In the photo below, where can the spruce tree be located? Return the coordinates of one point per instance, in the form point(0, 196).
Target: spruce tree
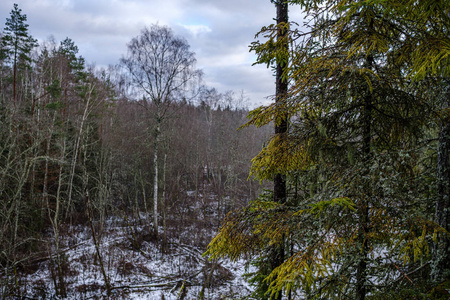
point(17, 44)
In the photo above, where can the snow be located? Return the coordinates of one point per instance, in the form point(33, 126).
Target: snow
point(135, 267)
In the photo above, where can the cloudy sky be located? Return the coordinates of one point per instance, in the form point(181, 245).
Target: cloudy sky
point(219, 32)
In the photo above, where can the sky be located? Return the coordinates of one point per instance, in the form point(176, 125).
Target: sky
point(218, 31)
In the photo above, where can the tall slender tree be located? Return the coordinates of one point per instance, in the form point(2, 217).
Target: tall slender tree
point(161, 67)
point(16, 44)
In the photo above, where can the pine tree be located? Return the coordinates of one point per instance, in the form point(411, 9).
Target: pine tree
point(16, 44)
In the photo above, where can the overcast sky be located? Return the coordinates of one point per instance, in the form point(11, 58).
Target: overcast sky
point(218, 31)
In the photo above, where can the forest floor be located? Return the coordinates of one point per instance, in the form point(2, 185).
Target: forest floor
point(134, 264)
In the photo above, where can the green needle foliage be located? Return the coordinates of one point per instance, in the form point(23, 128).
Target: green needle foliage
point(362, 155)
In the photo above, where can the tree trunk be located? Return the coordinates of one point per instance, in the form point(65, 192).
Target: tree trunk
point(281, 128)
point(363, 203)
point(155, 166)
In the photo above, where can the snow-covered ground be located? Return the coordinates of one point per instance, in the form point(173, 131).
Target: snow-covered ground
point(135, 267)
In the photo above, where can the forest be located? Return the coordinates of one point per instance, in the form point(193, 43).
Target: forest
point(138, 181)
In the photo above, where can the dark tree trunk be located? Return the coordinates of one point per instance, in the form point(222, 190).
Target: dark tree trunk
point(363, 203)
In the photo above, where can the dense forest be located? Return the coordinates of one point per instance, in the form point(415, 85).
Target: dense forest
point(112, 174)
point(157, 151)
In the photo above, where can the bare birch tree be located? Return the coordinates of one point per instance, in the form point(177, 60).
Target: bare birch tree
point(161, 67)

------------------------

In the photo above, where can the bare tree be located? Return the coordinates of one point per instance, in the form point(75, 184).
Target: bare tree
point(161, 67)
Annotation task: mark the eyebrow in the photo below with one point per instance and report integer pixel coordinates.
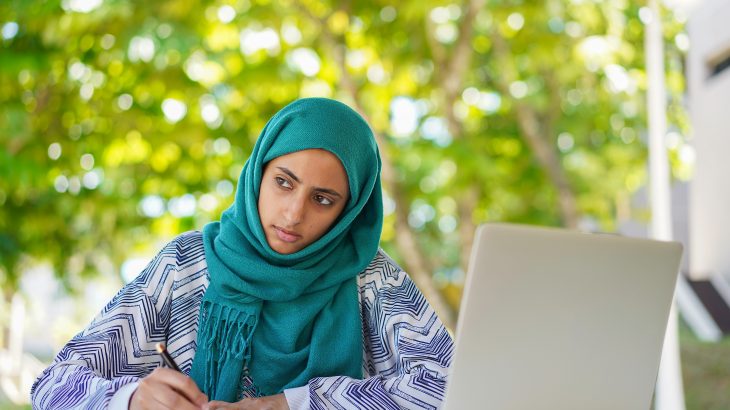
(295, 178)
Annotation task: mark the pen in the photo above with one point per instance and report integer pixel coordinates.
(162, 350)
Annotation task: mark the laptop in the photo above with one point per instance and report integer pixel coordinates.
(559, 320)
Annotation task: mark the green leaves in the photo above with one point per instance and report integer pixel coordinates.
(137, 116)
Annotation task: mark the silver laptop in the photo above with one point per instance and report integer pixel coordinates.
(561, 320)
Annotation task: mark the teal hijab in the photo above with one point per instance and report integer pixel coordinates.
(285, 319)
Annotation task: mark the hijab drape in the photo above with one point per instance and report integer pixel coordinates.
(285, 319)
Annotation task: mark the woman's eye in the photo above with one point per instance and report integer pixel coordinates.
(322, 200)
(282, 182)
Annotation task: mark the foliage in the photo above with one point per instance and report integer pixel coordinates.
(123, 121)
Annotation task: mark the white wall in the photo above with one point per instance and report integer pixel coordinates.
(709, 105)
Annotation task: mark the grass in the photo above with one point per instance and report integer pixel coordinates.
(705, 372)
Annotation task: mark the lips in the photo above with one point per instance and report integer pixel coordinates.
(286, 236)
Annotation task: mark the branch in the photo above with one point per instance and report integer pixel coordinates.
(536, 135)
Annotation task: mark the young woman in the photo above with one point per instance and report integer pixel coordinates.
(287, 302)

------------------------

> _Goal of the exercise_
Transcribe only the lines above that start at the line containing "In the photo below, where" and end at the line containing "In the photo above, where can the tree". Omit pictures.

> _Task solution_
In the photo below, where can the spruce tree be located? Return the coordinates of one point per instance, in the form point(0, 196).
Target: spruce tree
point(17, 44)
In the photo above, where can the snow be located? Return the coordinates of one point per instance, in the form point(33, 126).
Target: snow
point(135, 267)
In the photo above, where can the cloudy sky be located? Return the coordinates of one point per instance, in the form point(181, 245).
Target: cloudy sky
point(219, 32)
In the photo above, where can the sky be located? Return the coordinates of one point per instance, in the form point(176, 125).
Target: sky
point(218, 31)
In the photo above, where can the tall slender tree be located? Return the coordinates of one point per instance, in the form point(2, 217).
Target: tall slender tree
point(161, 67)
point(16, 44)
In the photo above, where can the pine tree be located? Return the coordinates of one point per instance, in the form point(411, 9).
Target: pine tree
point(16, 44)
In the photo above, where can the overcast sky be located? Return the coordinates of one point per instance, in the form point(11, 58).
Target: overcast sky
point(218, 31)
In the photo above, where can the forest floor be located? Return the coordinates of one point per instance, in the form point(2, 185).
Target: forest floor
point(134, 264)
In the photo above, where can the green needle foliage be located? Return the coordinates of one point per instance, in the form point(23, 128).
Target: green needle foliage
point(362, 155)
In the photo above, where can the tree trunk be located? Return the coordinates of one point per instance, in the form point(65, 192).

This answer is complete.